» **TASK REQUIREMENTS**: Upon reaching the line containing "Expected output: the position of each instance of the person on", output that line and all remaining lines exactly, through the end of the entries, and output nothing before it.

» **THE RECORDS**:
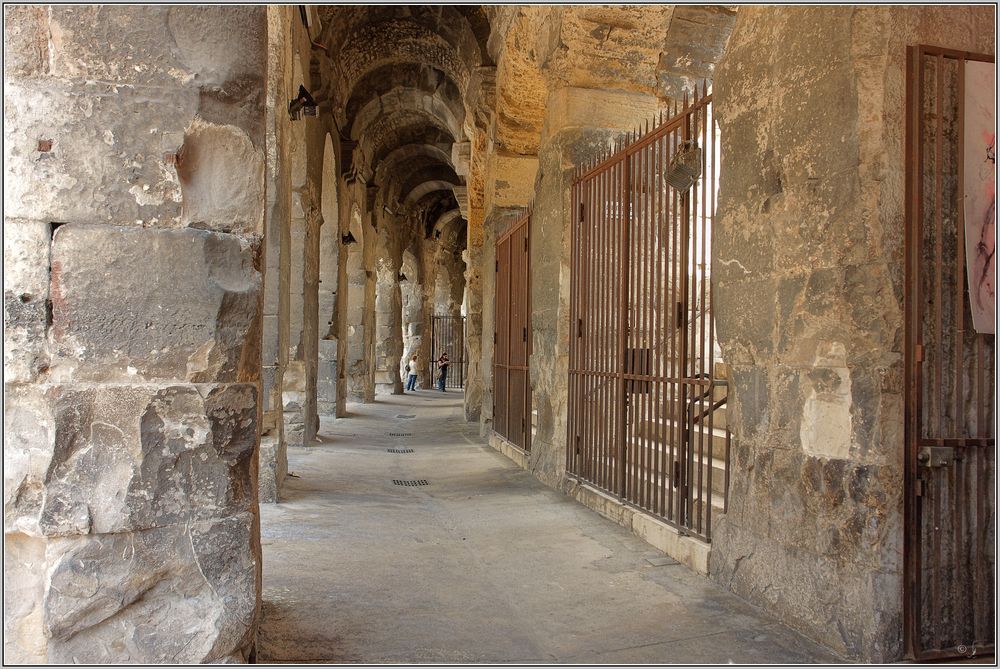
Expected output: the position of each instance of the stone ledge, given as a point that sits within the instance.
(691, 552)
(518, 455)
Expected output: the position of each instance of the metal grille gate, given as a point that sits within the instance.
(950, 426)
(512, 339)
(448, 335)
(645, 418)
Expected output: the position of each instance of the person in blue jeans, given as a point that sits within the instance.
(443, 366)
(411, 371)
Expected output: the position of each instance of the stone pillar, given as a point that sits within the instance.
(808, 285)
(132, 332)
(368, 319)
(579, 124)
(293, 389)
(329, 255)
(389, 331)
(273, 459)
(361, 311)
(425, 354)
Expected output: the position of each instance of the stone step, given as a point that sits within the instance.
(648, 448)
(718, 501)
(658, 429)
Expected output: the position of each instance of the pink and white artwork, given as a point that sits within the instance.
(980, 187)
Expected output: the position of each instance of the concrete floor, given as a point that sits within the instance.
(484, 564)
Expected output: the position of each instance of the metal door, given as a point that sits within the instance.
(512, 338)
(645, 394)
(950, 426)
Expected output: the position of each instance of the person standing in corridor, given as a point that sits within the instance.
(411, 371)
(443, 366)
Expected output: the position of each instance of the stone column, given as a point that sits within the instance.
(293, 389)
(273, 459)
(389, 332)
(472, 282)
(132, 332)
(361, 311)
(808, 285)
(328, 350)
(579, 124)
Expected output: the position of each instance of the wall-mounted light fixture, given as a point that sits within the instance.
(301, 104)
(685, 167)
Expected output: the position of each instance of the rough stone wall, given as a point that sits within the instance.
(134, 201)
(808, 288)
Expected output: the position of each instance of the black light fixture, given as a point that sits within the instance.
(685, 167)
(301, 104)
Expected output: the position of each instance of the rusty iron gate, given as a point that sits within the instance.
(512, 338)
(646, 395)
(448, 336)
(950, 371)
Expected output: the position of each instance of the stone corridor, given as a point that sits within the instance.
(678, 258)
(484, 564)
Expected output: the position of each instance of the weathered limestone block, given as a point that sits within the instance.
(26, 291)
(23, 585)
(164, 46)
(85, 459)
(106, 159)
(187, 314)
(181, 593)
(222, 179)
(26, 44)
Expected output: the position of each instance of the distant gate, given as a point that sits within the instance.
(512, 339)
(950, 426)
(448, 335)
(645, 392)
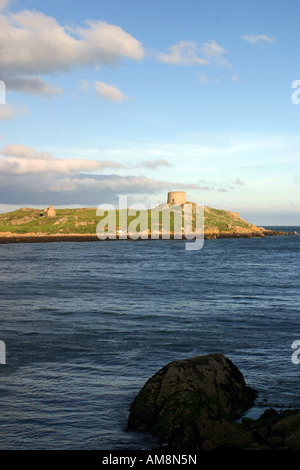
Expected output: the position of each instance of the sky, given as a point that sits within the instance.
(101, 99)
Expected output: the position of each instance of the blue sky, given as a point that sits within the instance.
(139, 98)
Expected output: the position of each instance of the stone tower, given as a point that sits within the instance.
(176, 197)
(49, 212)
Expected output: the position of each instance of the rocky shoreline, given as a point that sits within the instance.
(7, 237)
(193, 405)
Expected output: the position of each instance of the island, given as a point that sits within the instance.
(31, 225)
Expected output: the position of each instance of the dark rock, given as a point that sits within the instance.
(189, 404)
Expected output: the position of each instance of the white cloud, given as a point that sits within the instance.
(33, 44)
(155, 164)
(7, 112)
(109, 92)
(190, 53)
(203, 78)
(183, 53)
(257, 38)
(20, 159)
(32, 84)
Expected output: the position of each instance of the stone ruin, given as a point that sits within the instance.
(49, 212)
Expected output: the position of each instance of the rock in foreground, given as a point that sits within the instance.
(189, 400)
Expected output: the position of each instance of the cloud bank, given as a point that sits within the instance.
(33, 44)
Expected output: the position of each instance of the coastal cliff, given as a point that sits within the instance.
(30, 225)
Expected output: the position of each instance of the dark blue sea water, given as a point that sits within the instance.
(86, 324)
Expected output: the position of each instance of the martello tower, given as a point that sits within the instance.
(176, 197)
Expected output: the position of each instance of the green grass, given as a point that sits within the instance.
(84, 221)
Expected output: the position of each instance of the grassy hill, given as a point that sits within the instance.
(84, 221)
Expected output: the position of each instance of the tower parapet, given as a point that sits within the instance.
(176, 197)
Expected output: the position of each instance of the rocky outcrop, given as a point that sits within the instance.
(191, 405)
(184, 402)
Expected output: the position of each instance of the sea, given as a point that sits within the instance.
(86, 324)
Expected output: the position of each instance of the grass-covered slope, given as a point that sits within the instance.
(84, 221)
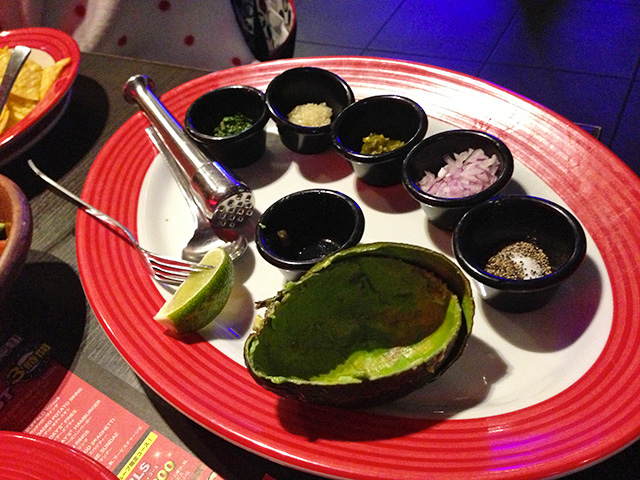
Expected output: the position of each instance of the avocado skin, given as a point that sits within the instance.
(391, 387)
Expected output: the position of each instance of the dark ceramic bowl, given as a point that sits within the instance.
(302, 228)
(208, 110)
(489, 227)
(16, 213)
(393, 116)
(299, 86)
(429, 155)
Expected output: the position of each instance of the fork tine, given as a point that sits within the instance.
(171, 270)
(169, 279)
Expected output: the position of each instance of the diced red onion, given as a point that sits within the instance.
(467, 173)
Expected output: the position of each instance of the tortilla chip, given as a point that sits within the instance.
(27, 84)
(4, 120)
(19, 108)
(30, 87)
(49, 75)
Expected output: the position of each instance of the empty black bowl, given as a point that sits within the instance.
(208, 110)
(300, 86)
(302, 228)
(395, 117)
(491, 226)
(429, 156)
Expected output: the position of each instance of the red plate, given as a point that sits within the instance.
(57, 45)
(589, 420)
(29, 457)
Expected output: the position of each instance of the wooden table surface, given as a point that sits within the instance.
(50, 286)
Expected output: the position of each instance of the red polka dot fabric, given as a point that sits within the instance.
(213, 34)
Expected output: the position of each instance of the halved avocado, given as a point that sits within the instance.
(366, 326)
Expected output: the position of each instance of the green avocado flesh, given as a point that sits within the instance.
(361, 319)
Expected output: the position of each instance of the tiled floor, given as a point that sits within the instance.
(580, 58)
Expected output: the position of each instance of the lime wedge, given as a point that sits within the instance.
(201, 297)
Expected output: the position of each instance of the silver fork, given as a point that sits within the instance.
(162, 268)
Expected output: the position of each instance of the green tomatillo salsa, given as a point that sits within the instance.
(232, 125)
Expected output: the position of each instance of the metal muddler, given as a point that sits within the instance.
(225, 201)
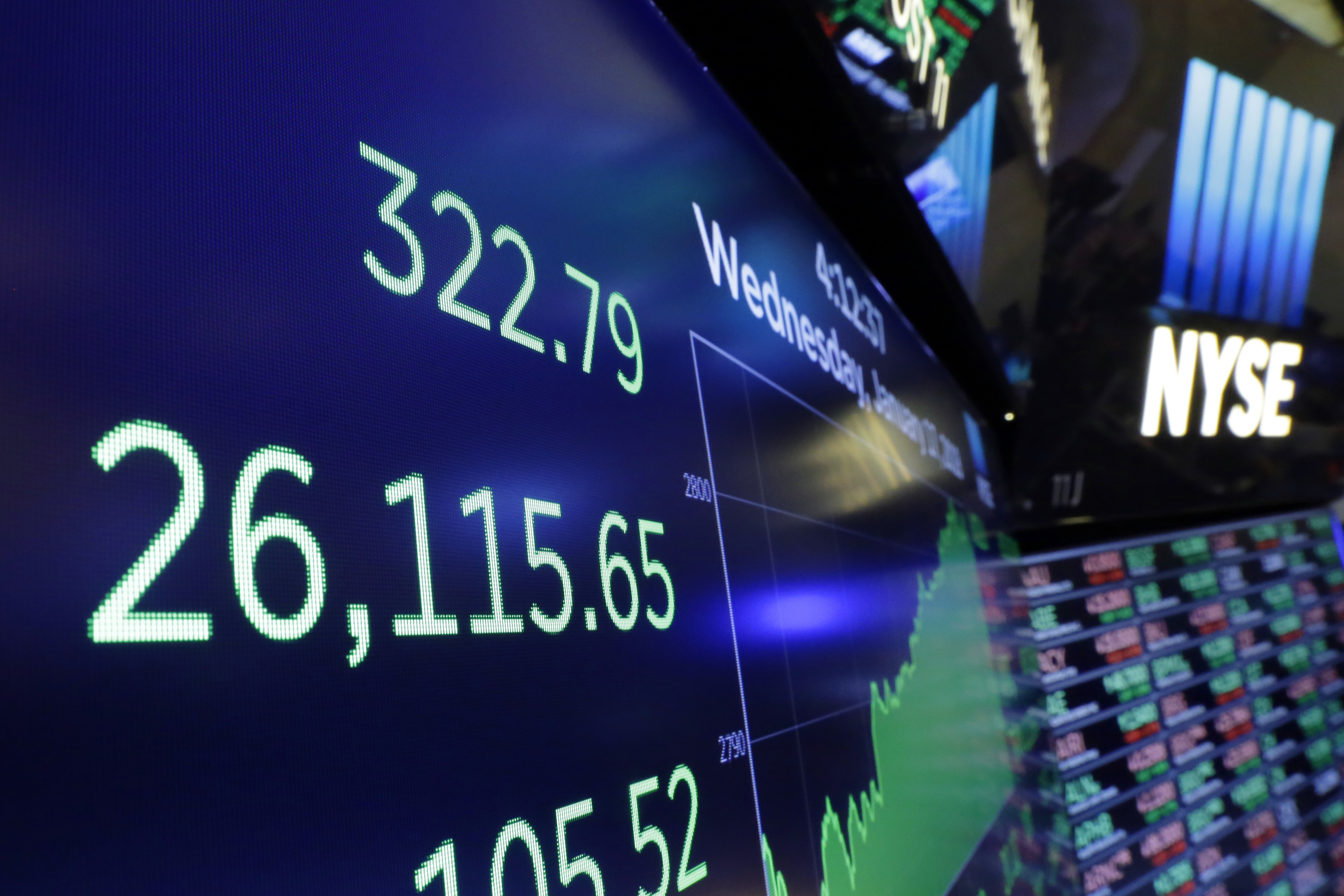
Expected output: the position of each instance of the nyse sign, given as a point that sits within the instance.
(1253, 367)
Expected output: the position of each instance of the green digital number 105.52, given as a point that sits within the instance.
(572, 867)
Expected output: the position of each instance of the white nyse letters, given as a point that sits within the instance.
(1171, 382)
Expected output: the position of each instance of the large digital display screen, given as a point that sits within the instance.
(1180, 707)
(444, 451)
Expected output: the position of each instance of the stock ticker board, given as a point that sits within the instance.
(1179, 719)
(443, 451)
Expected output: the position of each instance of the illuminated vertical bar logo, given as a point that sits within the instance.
(1246, 205)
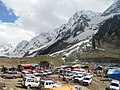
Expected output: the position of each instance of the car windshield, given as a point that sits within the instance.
(86, 78)
(114, 84)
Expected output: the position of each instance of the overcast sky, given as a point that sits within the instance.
(36, 16)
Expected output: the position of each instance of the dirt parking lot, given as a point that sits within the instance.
(97, 84)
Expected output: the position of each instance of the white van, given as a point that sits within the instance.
(48, 84)
(87, 80)
(115, 85)
(29, 82)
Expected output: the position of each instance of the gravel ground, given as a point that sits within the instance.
(97, 84)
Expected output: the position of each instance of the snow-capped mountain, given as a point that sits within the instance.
(26, 46)
(68, 38)
(5, 49)
(20, 51)
(113, 9)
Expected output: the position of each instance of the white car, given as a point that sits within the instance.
(68, 77)
(48, 84)
(78, 79)
(29, 82)
(89, 74)
(48, 72)
(115, 85)
(87, 80)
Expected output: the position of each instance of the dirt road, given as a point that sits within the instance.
(11, 84)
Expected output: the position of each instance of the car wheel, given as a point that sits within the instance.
(4, 77)
(14, 77)
(28, 87)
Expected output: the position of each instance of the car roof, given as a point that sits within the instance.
(114, 81)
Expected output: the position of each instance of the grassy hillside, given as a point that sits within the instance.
(17, 61)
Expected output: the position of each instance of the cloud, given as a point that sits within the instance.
(38, 16)
(10, 33)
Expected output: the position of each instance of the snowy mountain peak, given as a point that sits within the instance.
(83, 15)
(5, 49)
(113, 9)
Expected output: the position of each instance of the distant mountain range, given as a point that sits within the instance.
(75, 36)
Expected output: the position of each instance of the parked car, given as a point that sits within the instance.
(115, 85)
(89, 74)
(10, 74)
(48, 84)
(27, 74)
(78, 79)
(29, 82)
(87, 80)
(48, 72)
(67, 77)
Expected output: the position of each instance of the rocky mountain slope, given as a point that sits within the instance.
(84, 30)
(5, 49)
(113, 9)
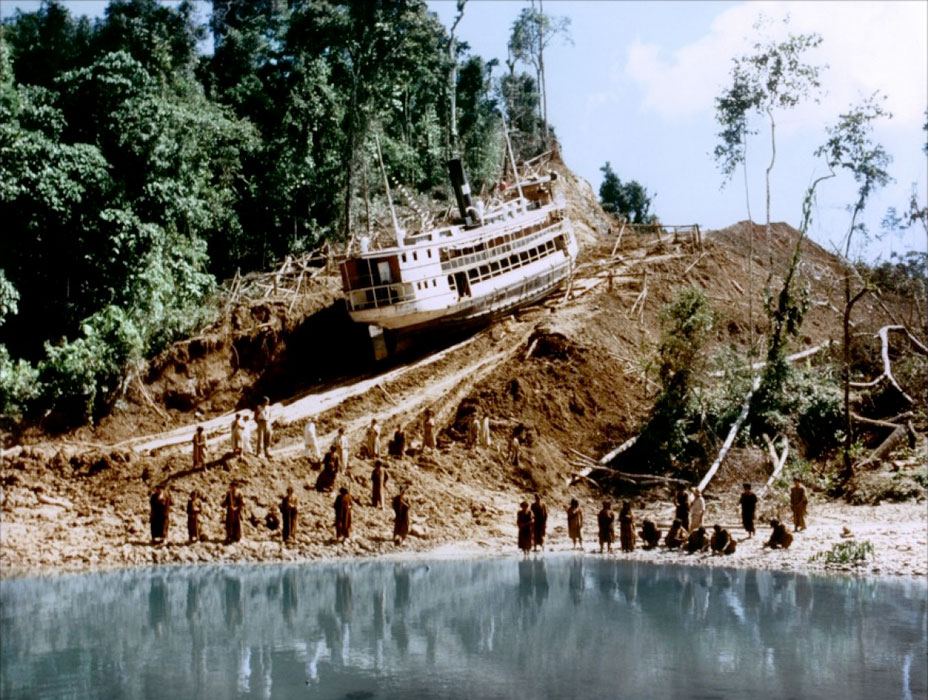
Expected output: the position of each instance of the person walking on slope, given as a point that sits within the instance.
(524, 523)
(263, 421)
(697, 509)
(539, 523)
(748, 503)
(575, 523)
(798, 502)
(199, 448)
(627, 527)
(606, 522)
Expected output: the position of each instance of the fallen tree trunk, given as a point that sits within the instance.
(745, 408)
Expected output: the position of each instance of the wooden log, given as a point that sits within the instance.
(735, 428)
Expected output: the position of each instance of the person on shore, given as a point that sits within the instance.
(234, 503)
(512, 456)
(575, 523)
(397, 447)
(798, 502)
(539, 523)
(748, 503)
(721, 542)
(160, 519)
(428, 430)
(780, 538)
(525, 525)
(606, 521)
(400, 517)
(289, 509)
(342, 515)
(627, 527)
(676, 535)
(379, 478)
(247, 429)
(263, 422)
(485, 438)
(326, 479)
(682, 507)
(372, 439)
(650, 534)
(697, 509)
(199, 448)
(236, 432)
(311, 442)
(341, 442)
(194, 508)
(698, 541)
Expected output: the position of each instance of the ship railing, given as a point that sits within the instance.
(380, 295)
(497, 251)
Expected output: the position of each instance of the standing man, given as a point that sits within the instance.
(697, 509)
(237, 431)
(311, 441)
(540, 523)
(575, 523)
(234, 504)
(682, 510)
(199, 448)
(606, 521)
(263, 421)
(748, 503)
(428, 430)
(342, 515)
(401, 517)
(379, 478)
(289, 508)
(799, 503)
(342, 443)
(194, 508)
(524, 523)
(160, 514)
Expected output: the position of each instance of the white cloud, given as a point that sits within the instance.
(868, 46)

» **SOLUTION FOR THIS PROBLEM**:
Expected output: the position of each instance of the person on shore, given as a point that sits within the instance.
(234, 503)
(512, 456)
(575, 523)
(397, 447)
(798, 502)
(539, 523)
(748, 503)
(721, 542)
(160, 519)
(428, 430)
(780, 538)
(525, 525)
(606, 521)
(400, 517)
(289, 509)
(342, 515)
(627, 527)
(676, 535)
(379, 478)
(247, 429)
(263, 422)
(485, 438)
(326, 479)
(682, 507)
(372, 439)
(650, 534)
(697, 509)
(199, 448)
(236, 432)
(311, 442)
(341, 442)
(194, 508)
(698, 541)
Expected output: the position of each instance of the ship railing, given as a point that sits within the instance.
(380, 295)
(497, 251)
Expected output: the position of each instance of the standing man, given as a point that sits within the instance.
(697, 509)
(237, 431)
(311, 441)
(540, 523)
(575, 523)
(234, 504)
(682, 510)
(199, 448)
(606, 521)
(263, 421)
(748, 503)
(428, 430)
(342, 515)
(401, 517)
(379, 478)
(289, 508)
(799, 503)
(342, 443)
(194, 508)
(524, 523)
(160, 514)
Expected output: the position of each instance of the white cloud, given as a point that sits within the instance.
(868, 46)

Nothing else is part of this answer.